[Exercise] Pick out every line in the records below that contains the word "blue", and copy each of those lines unchanged.

[Records shown]

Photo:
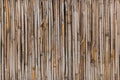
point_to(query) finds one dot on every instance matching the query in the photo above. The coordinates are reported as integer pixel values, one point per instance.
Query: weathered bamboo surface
(59, 39)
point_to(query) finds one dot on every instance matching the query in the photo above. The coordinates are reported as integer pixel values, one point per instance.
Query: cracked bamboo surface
(59, 39)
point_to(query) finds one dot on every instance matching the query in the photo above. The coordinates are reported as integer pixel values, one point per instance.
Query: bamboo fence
(59, 39)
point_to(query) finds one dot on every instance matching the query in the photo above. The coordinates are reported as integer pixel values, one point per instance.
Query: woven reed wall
(59, 39)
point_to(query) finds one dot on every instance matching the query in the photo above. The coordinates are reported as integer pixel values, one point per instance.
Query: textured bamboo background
(59, 39)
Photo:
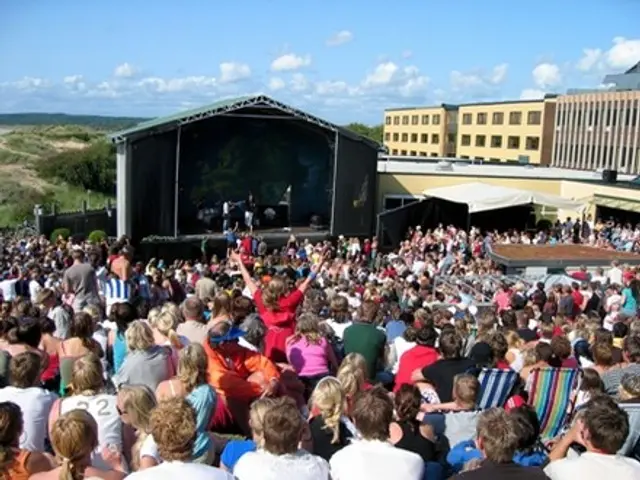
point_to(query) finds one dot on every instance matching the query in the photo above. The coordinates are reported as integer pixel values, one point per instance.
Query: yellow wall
(522, 131)
(421, 149)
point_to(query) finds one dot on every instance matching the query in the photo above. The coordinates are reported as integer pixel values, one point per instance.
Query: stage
(190, 246)
(557, 257)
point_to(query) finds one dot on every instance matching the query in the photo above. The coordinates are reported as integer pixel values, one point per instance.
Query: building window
(534, 118)
(515, 118)
(533, 143)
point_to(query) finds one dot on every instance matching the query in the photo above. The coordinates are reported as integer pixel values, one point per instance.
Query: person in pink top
(309, 352)
(502, 298)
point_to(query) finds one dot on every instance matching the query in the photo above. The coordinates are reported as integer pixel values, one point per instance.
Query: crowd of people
(334, 360)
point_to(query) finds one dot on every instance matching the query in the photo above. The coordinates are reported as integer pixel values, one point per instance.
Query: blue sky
(345, 60)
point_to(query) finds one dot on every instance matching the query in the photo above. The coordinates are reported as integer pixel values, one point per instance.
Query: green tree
(373, 132)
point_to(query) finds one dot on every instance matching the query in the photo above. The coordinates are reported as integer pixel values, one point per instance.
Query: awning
(482, 197)
(616, 202)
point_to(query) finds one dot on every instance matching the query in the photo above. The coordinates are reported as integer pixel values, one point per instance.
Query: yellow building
(421, 131)
(515, 131)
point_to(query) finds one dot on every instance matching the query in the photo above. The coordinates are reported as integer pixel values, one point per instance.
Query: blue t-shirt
(395, 329)
(630, 304)
(203, 399)
(234, 450)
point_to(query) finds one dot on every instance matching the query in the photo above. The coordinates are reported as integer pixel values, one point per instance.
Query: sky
(344, 60)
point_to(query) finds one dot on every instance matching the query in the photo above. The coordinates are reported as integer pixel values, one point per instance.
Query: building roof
(445, 106)
(462, 168)
(175, 120)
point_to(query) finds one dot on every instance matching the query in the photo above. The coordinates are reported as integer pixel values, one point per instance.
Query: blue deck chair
(496, 386)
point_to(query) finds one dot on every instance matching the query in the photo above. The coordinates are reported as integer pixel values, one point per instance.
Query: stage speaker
(610, 176)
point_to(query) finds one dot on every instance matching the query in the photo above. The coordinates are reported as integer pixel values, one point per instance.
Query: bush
(60, 232)
(97, 236)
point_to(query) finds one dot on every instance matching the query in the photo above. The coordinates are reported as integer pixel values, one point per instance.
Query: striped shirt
(117, 291)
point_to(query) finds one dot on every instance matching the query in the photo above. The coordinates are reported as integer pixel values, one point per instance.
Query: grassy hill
(93, 121)
(25, 150)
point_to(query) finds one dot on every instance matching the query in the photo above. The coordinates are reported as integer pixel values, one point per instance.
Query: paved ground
(580, 253)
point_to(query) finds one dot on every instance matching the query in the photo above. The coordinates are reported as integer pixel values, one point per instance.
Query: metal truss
(246, 102)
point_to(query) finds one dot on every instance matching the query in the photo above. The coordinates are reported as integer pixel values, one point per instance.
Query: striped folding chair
(633, 411)
(496, 386)
(551, 395)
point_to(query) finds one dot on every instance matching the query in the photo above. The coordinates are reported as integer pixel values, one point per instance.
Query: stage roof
(482, 197)
(170, 122)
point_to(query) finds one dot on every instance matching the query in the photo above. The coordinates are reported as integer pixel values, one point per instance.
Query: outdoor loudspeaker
(610, 176)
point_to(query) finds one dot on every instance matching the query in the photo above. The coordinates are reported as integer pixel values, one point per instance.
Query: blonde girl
(514, 355)
(353, 375)
(330, 429)
(235, 448)
(74, 438)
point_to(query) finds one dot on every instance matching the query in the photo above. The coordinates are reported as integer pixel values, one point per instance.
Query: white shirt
(594, 466)
(102, 408)
(35, 404)
(173, 470)
(262, 465)
(373, 460)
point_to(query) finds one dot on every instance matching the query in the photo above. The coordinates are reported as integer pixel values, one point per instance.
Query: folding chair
(551, 395)
(633, 411)
(496, 386)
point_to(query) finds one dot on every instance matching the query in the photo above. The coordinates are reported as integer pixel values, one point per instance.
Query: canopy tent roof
(482, 197)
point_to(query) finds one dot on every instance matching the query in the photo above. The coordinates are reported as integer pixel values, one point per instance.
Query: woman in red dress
(277, 307)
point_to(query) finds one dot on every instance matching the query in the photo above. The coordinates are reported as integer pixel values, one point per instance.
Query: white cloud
(233, 72)
(173, 85)
(125, 70)
(299, 82)
(531, 94)
(478, 83)
(339, 38)
(546, 75)
(624, 53)
(289, 62)
(276, 84)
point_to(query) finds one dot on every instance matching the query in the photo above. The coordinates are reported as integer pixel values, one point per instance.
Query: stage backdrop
(225, 158)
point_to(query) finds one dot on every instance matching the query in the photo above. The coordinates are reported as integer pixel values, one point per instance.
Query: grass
(20, 185)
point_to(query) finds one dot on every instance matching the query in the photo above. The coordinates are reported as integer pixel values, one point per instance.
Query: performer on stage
(250, 208)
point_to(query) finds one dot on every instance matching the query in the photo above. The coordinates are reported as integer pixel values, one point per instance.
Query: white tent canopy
(481, 197)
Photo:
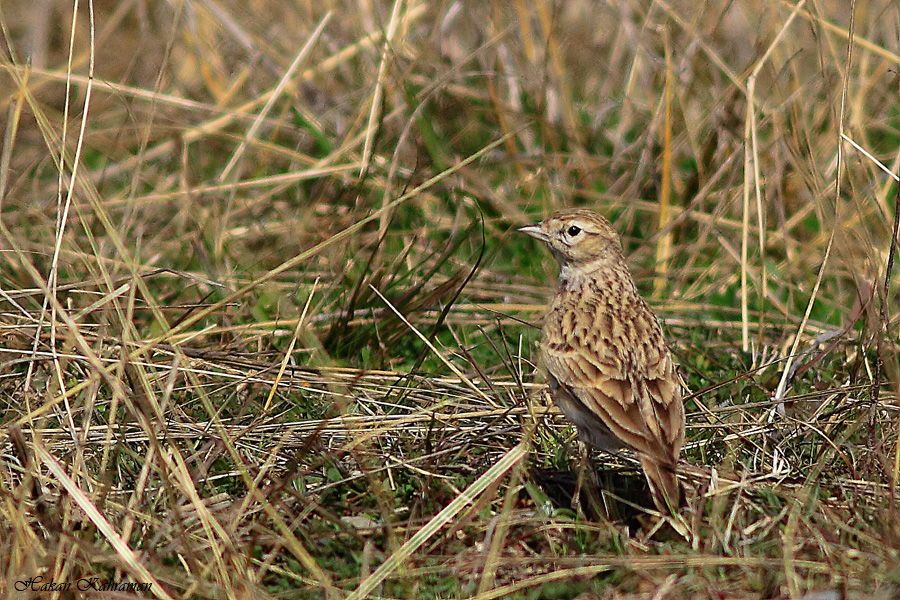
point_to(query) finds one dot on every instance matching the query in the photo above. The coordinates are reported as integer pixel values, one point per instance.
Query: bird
(608, 367)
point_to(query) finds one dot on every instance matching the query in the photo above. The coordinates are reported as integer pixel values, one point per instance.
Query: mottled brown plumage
(609, 369)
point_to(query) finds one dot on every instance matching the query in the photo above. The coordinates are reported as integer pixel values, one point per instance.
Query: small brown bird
(609, 368)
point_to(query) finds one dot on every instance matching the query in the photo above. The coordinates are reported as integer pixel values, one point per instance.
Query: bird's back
(604, 347)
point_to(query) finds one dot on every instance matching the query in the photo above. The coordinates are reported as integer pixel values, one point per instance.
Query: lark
(609, 369)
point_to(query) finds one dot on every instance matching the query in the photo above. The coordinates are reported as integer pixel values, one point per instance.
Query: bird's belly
(591, 430)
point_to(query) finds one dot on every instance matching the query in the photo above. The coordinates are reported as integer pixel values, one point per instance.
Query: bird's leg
(584, 460)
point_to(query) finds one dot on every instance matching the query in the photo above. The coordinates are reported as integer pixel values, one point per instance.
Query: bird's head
(580, 239)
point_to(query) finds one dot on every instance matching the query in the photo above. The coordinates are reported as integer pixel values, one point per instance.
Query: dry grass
(266, 331)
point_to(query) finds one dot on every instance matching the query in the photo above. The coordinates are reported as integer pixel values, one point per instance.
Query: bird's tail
(664, 485)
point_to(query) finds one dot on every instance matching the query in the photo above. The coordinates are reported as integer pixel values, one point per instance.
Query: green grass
(220, 487)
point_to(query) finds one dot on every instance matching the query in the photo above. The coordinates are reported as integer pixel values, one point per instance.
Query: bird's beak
(535, 231)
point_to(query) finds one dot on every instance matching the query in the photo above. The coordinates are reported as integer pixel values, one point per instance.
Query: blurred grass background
(267, 330)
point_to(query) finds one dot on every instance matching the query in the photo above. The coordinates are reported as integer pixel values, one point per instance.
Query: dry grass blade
(263, 311)
(129, 560)
(396, 560)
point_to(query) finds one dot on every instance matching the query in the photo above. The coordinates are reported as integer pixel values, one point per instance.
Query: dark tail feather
(664, 485)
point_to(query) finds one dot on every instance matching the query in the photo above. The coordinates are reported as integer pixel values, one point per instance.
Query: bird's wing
(621, 370)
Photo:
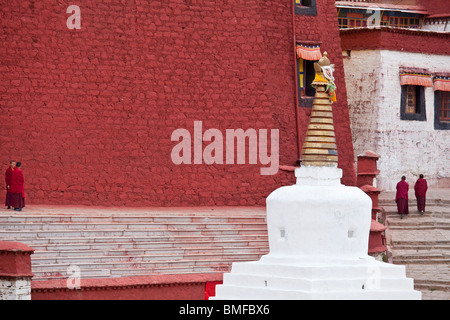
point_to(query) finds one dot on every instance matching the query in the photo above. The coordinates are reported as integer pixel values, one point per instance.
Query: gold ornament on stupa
(319, 148)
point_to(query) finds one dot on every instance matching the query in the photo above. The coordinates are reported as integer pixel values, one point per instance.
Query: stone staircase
(113, 242)
(422, 242)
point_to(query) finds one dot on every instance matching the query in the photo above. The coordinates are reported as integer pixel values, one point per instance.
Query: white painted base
(360, 279)
(318, 238)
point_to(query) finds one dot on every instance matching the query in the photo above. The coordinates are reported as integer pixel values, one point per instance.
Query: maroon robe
(8, 176)
(420, 189)
(402, 197)
(18, 189)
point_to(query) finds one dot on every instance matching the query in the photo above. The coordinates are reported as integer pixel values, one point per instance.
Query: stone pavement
(421, 243)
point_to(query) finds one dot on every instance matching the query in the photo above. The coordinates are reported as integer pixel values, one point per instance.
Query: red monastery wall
(90, 112)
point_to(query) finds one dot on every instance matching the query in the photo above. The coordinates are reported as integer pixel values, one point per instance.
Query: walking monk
(420, 189)
(8, 176)
(17, 188)
(402, 197)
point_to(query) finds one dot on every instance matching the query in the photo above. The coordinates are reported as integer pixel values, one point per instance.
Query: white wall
(406, 147)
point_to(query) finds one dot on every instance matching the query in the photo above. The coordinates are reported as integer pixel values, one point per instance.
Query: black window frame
(310, 10)
(421, 114)
(438, 123)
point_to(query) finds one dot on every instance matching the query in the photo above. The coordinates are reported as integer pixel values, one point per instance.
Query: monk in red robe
(17, 188)
(8, 175)
(402, 197)
(420, 189)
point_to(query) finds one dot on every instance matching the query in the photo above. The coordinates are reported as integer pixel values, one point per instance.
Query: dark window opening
(413, 103)
(306, 75)
(305, 7)
(442, 110)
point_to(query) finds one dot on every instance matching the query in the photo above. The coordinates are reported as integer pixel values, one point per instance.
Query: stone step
(153, 265)
(21, 234)
(9, 226)
(124, 218)
(111, 243)
(124, 272)
(142, 259)
(39, 256)
(200, 244)
(138, 241)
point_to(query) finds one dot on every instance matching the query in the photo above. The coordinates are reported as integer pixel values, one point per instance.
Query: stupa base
(272, 278)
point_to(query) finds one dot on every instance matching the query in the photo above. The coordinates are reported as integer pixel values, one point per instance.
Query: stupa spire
(319, 148)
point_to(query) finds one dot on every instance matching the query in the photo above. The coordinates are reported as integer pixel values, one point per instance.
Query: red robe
(8, 176)
(402, 197)
(18, 182)
(421, 187)
(402, 190)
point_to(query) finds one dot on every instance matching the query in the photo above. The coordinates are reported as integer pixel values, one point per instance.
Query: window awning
(415, 78)
(309, 52)
(441, 83)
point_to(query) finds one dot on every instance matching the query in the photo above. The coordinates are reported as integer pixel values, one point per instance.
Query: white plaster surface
(374, 95)
(318, 238)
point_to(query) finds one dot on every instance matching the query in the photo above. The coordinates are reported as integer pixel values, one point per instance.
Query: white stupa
(318, 230)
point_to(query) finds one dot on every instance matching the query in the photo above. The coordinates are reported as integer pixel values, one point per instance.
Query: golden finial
(320, 147)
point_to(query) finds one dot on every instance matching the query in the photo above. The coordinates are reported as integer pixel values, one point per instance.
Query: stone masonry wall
(90, 111)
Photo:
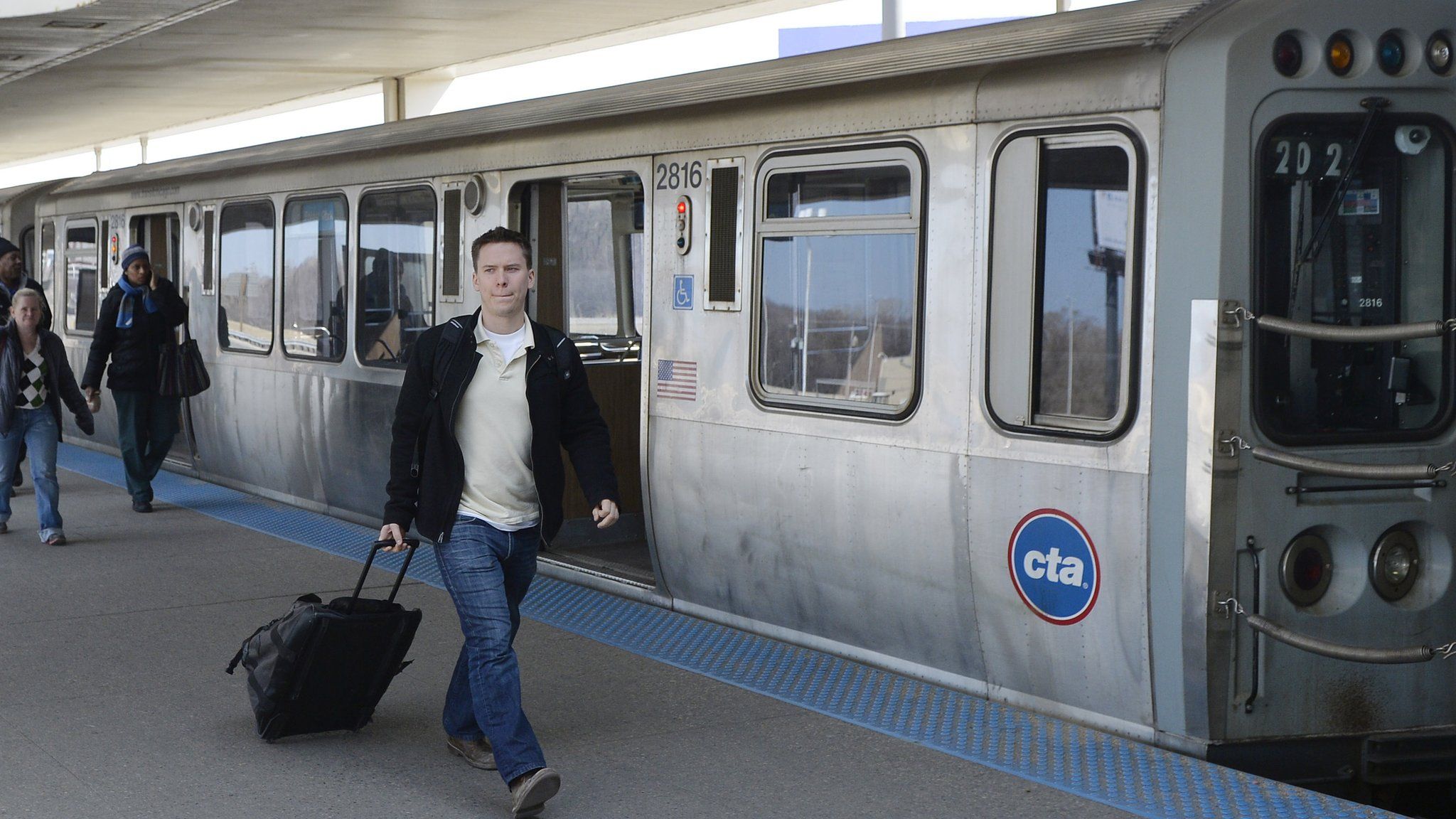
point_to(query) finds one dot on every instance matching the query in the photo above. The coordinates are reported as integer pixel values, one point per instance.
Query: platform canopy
(76, 75)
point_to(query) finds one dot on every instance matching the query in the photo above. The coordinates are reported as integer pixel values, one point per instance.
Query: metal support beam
(893, 19)
(393, 90)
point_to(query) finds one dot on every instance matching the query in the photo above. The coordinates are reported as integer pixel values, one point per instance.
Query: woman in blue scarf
(136, 319)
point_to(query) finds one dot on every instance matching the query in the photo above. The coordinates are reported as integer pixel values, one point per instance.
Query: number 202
(679, 176)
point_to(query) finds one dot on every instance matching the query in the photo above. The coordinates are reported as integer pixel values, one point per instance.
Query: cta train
(1097, 363)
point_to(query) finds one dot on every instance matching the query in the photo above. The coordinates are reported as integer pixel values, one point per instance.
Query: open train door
(587, 230)
(161, 233)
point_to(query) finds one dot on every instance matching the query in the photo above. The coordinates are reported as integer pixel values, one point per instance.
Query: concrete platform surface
(114, 703)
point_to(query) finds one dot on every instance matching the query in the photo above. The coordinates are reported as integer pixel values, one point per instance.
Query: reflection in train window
(603, 257)
(397, 266)
(315, 244)
(860, 191)
(1062, 235)
(1353, 238)
(46, 270)
(80, 276)
(245, 289)
(839, 282)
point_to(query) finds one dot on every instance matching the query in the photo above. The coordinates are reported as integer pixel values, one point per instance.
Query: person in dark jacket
(487, 405)
(137, 318)
(14, 277)
(34, 379)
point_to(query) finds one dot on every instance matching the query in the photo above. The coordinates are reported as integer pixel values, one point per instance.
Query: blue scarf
(130, 291)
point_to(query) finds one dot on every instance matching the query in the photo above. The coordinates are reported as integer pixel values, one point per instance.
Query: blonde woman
(34, 379)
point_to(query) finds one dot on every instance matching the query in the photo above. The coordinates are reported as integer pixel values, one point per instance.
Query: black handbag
(181, 370)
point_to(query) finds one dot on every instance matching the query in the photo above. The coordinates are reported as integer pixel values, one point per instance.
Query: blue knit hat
(133, 254)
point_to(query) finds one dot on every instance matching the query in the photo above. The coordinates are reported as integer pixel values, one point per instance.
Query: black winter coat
(33, 284)
(562, 416)
(60, 382)
(134, 352)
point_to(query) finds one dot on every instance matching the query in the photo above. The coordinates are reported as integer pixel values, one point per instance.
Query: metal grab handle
(1353, 334)
(1342, 334)
(1340, 651)
(369, 562)
(1339, 470)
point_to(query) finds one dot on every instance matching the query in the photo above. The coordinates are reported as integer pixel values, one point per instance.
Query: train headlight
(1396, 563)
(1340, 54)
(1391, 53)
(1289, 54)
(1305, 570)
(1439, 53)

[Output for this exercise]
Query: blue sky
Query: blue t-shirt
Query: blue deck chair
Query: woman in blue scarf
Query: blue scarf
Query: blue knit hat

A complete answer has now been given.